## Provided text
--
Carrier sailors will also play basketball and soccer with Vietnamese counterparts.

For the last month, the Carl Vinson has been deployed in the South China Sea, one of the world’s busiest shipping lanes. Six governments have competing claims over various features in the South China Sea. In recent years, Vietnam, in particular, has watched warily as China, through extensive reclamation, has transformed bits of rock and reef it controls into sprawling artificial islands that now double as military bases.

In 2017 alone, China built permanent facilities on reclaimed land that “account for about 72 acres, or 290,000 square meters, of new real estate,” according to the Asia Maritime Transparency Initiative run by the Center for Strategic and International Studies in Washington.

“Hanoi’s agreement to the aircraft carrier visit demonstrates Vietnam’s anxiety about what China will do next in the South China Sea,” said Murray Hiebert, senior associate of the Southeast Asia Program at the Center for Strategic and International Studies. “The U.S. is virtually the last man standing to which Hanoi can look for support in the South China Sea dispute.”

Although the United States is not a claimant in the maritime dispute, the Navy portrays its deployments in the South China Sea as important to ensuring maritime security and nurturing the conditions that have led to Asia’s post-World War II economic expansion.
--
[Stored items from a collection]
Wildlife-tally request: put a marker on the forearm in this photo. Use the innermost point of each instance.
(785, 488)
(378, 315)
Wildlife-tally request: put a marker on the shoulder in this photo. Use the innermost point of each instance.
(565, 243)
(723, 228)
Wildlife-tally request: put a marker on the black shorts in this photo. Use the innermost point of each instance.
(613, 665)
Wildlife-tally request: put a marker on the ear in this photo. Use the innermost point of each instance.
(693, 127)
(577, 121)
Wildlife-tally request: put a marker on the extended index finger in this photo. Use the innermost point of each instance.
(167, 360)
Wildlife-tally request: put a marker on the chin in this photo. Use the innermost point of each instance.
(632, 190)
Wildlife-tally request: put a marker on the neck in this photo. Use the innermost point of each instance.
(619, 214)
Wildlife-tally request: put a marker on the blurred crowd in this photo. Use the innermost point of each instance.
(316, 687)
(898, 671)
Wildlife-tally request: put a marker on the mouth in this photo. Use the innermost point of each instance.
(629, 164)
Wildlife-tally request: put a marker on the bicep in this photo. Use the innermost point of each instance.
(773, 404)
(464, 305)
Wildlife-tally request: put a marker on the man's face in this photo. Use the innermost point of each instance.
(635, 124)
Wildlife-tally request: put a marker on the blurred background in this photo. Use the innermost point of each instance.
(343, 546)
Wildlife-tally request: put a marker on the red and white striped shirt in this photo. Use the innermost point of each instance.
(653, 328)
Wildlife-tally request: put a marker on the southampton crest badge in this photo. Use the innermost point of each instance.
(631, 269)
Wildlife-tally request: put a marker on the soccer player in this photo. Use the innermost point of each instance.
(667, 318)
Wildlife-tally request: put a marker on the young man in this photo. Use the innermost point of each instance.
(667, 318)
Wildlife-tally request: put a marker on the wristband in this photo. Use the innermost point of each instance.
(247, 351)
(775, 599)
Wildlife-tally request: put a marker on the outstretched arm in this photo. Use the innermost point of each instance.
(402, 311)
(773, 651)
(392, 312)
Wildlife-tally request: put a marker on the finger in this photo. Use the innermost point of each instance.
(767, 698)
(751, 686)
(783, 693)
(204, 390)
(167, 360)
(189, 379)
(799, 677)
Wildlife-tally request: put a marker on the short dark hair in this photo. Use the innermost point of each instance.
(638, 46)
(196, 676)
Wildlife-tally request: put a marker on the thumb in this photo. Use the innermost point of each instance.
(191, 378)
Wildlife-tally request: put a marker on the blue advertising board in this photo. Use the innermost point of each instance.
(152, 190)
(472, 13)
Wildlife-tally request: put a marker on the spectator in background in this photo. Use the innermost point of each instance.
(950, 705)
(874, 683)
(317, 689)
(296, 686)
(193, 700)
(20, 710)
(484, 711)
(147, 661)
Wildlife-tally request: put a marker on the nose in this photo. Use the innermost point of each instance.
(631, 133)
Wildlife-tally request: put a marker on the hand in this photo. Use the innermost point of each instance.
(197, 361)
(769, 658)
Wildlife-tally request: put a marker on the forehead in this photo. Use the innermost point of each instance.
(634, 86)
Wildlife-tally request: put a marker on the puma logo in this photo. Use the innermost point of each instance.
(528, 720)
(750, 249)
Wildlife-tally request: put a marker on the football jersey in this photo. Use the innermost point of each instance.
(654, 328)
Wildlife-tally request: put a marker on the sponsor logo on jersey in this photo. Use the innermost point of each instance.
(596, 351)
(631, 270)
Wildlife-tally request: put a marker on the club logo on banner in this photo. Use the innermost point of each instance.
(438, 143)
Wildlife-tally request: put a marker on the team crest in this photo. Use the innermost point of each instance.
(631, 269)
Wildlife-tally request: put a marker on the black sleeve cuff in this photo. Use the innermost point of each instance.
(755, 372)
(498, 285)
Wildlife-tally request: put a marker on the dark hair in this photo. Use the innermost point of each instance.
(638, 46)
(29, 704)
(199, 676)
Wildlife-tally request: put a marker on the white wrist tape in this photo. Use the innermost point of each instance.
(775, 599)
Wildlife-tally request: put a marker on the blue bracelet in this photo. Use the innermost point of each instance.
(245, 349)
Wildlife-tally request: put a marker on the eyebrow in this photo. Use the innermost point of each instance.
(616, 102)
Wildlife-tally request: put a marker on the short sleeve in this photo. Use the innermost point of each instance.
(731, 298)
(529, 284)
--
## Written problem A
Retype the South China Sea passage word for word, starting at "For the last" and ending at "Studies in Washington.".
## Written problem B
Continue the South China Sea passage from its final sentence.

## Expected answer A
For the last month, the Carl Vinson has been deployed in the South China Sea, one of the world’s busiest shipping lanes. Six governments have competing claims over various features in the South China Sea. In recent years, Vietnam, in particular, has watched warily as China, through extensive reclamation, has transformed bits of rock and reef it controls into sprawling artificial islands that now double as military bases.

In 2017 alone, China built permanent facilities on reclaimed land that “account for about 72 acres, or 290,000 square meters, of new real estate,” according to the Asia Maritime Transparency Initiative run by the Center for Strategic and International Studies in Washington.

## Expected answer B
“It’s a stable environment where you have the ability to actually foment economic growth,” Admiral Fuller said. “I think we’ve helped create the environment that has allowed for the 70 years of growth.”

The admiral F declined to comment, however, on how China’s island-building is changing regional dynamics. Beijing protests whenever the United States conducts freedom of navigation operations in which Navy ships sail close to disputed maritime features controlled by China.

While the American War, as the Vietnamese call the conflict, lingers in American memories as a bloody and ideologically charged confrontation, Vietnamese animosity toward China runs much deeper.

Communist fraternity between Beijing and Hanoi has not erased the fact that the Chinese Empire ruled Vietnam for a millennium. Four years after the last Americans withdrew from Saigon, Vietnam fought a border war with China. Since then, Chinese and Vietnamese troops have skirmished over ownership of islets in the South China Sea.

“No one trusts the Chinese,” said Maj. Gen. Le Van Cuong, the former director of the Institute of Strategic Studies at Vietnam’s Ministry of Public Security. “But everyone needs their money.”

In 2016, an international tribunal ruled overwhelmingly in favour of the Philippines in a case that questioned China’s vast claims in the South China Sea.

But that legal victory has proved largely irrelevant to regional geopolitics. President Rodrigo Duterte of the Philippines, who took power days before the tribunal ruling, has declined to push Beijing to honour it.

Instead, he has cosied up to China and criticized the United States, a longtime ally. Beijing followed up with vows to invest billions of dollars in the Philippines.

Mr Duterte’s departure from previous Philippine policy leaves Hanoi as the only country with major claims on the South China Sea that continues to denounce Beijing’s muscular actions.

In 2014, Beijing moved an oil-drilling rig into disputed waters not far from Danang. The Vietnamese responded with anti-Chinese protests that culminated in the deaths of two Chinese workers in southern Vietnam.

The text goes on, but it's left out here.